TEXT PASSAGE

{
 "cells": [
  {
   "cell_type": "markdown",
   "id": "e2b62a7c",
   "metadata": {},
   "source": [
    "# Control MXU Floating Point Precision\n",
    " **Author:** `Yaoshiang Ho`\n",
    "\n",
    " **Date created:** 2025/05/15\n",
    "\n",
    " **Last modified:** 2025/05/15\n",
    "\n",
    " In this tutorial, you will learn how to control the floating point\n",
    " precision of matrix multiplication (mat mul) operations\n",
    " when using certain accelerators with PyTorch/XLA, such as TPUs.\n",
    " You will also learn how to access torch's floating point info\n",
    " and how to visually inspect the floating point representation of numbers."

REQUIREMENTS
1. Answer these questions from the notebook on MXU floating point precision.
(a) Who is named as the author?
(b) On what date was it created?
(c) The precision of which operations does the tutorial teach you to control?
2. Carry on the notebook on MXU floating point precision from the point where it stops.
The material that follows has nothing to do with the notebook on MXU floating point precision.

DATA SEGMENT
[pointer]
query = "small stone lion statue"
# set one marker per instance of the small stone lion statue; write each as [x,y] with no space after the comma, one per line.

SET OF ANSWERS
1.
(a) Yaoshiang Ho
(b) 2025/05/15
(c) Matrix multiplication (mat mul) operations

2.
   ]
  },
  {
   "cell_type": "markdown",
   "id": "66ff85ec",
   "metadata": {},
   "source": [
    "## Introduction\n",
    "\n",
    " Google TPUs are built with matrix multiplication optimized on silicon\n",
    " in a physical module called a Matrix Multiply Unit or MXU.\n",
    " To maintain speed, researchers identified an inexpensive tradeoff.\n",
    " [The research](https://cloud.google.com/blog/products/ai-machine-learning/bfloat16-the-secret-to-high-performance-on-cloud-tpus)\n",
    " showed that neural networks were able to train with less precision\n",
    " than FP32\n",
    " \\\"without having any noticeable impact on model accuracy\\\".\n",
    " The same was not true for range. Due to operations like norms,\n",
    " FP32's range was important to keep. The solution was bfloat16:\n",
    " the same range as FP32, with less precision.\n",
    "\n",
    " Nvidia V100 and newer GPUs also include specialized matrix multiplication\n",
    " units called TensorCores. These GPUs use a numerical format called\n",
    " TF32, which has the same range as FP32 and bfloat16, but an\n",
    " intermediate precision (10 bits of mantissa)\n",
    " because TF32 only has 19 total bits.\n",
    "\n",
    " Matrix multiplication operations performed on FP32 values will\n",
    " yield results in bfloat16 for TPUs and TF32 (with 19 bits)\n",
    " for Nvidia GPUs.\n",
    "\n",
    " ![bits layout](../_static/img/bit_layout.svg)"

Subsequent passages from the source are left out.